═════ Text section

We just had no money to pay the house rental," said Beauty, a 34-year-old
former sex worker who now sells sausages. "I'm a different women
now."
Beauty
is not the only one to change.
Testing
for the HIV virus is up, knowledge has increased and, most importantly, drugs
are available to control the spread of the virus and stop it developing into
AIDS.
The
United Nations estimates there are still 250 new infections a day in Zambia,
but that has dropped 27 percent since 2010 and AIDS-related deaths have fallen
11 percent.
Part
of this is due to campaigns like the one run by DAPP, a local NGO that invented
a seemingly simple strategy to secure a military-style "Total Control of
the Epidemic".
Conducted
one-on-one, door-to-door, this all-out war aims to mobilise individuals to
control their own health and, to that end, has reached more than 1.5 million of
16.5 million Zambians.
Field
officers, special forces and troop commanders man the front and rally the
troops - the language is no accident.
"We
were going in for a fight," said Division Commander Kanyanda.
"We
needed to organise ourselves like military and show we are in a serious
business, fighting a fight with a clear line of command."
Military Campaign
At
the grass roots, DAPP field officers go hut-to-hut to share stories, win trust
and encourage testing, carrying mobile testing kits - a finger pinprick -
giving results in 15 minutes.
Truckers
get free condoms and lessons on their usage while former sex workers tour bars
to spread the message, and revered chieftains go public about their HIV tests
to smash stigma.
Each
strand is another part of the "Total Control" strategy, which began
in neighbouring Zimbabwe in 2000, came to "Sweet Town" in 2006, then
moved to nearby Sinazongwe two years ago.
Sinazongwe's
governor - the top government man in a district of nearly 200,000 people - says
the plan is working.

══════════
═════ Raw data

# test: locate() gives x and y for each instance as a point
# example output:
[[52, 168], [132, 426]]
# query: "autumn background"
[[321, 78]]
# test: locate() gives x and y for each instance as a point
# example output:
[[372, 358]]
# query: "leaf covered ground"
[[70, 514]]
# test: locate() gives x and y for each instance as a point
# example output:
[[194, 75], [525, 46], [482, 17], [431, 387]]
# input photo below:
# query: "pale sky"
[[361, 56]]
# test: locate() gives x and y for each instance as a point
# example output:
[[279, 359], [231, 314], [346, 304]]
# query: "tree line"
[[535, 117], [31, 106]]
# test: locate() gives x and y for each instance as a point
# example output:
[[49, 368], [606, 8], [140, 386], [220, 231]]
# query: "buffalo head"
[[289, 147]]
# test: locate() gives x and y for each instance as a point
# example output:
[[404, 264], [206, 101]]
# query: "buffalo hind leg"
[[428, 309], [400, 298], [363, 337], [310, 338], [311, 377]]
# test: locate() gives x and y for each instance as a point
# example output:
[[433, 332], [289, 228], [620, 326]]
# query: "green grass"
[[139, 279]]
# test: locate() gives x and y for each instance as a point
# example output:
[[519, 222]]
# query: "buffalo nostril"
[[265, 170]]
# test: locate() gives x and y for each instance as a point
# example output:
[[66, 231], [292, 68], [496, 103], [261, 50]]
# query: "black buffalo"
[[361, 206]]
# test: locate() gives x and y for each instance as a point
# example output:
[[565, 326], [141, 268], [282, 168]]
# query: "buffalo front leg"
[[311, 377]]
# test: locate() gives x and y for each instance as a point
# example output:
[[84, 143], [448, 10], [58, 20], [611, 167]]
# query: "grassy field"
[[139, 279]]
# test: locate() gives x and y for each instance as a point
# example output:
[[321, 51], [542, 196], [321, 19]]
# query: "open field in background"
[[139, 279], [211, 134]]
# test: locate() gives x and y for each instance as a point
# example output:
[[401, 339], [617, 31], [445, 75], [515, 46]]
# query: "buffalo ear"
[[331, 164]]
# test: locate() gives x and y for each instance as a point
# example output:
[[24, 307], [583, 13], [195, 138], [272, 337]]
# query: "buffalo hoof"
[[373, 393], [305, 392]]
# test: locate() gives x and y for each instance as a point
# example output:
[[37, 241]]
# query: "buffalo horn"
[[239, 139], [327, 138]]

══════════

**What the exercise asks**. Repeat the passage of the article on HIV in Zambia starting at "Military Campaign" and ending at "to smash stigma.". The data are separate material, unrelated to the article on HIV in Zambia.

**Result of the exercise**.
Military Campaign
At
the grass roots, DAPP field officers go hut-to-hut to share stories, win trust
and encourage testing, carrying mobile testing kits - a finger pinprick -
giving results in 15 minutes.
Truckers
get free condoms and lessons on their usage while former sex workers tour bars
to spread the message, and revered chieftains go public about their HIV tests
to smash stigma.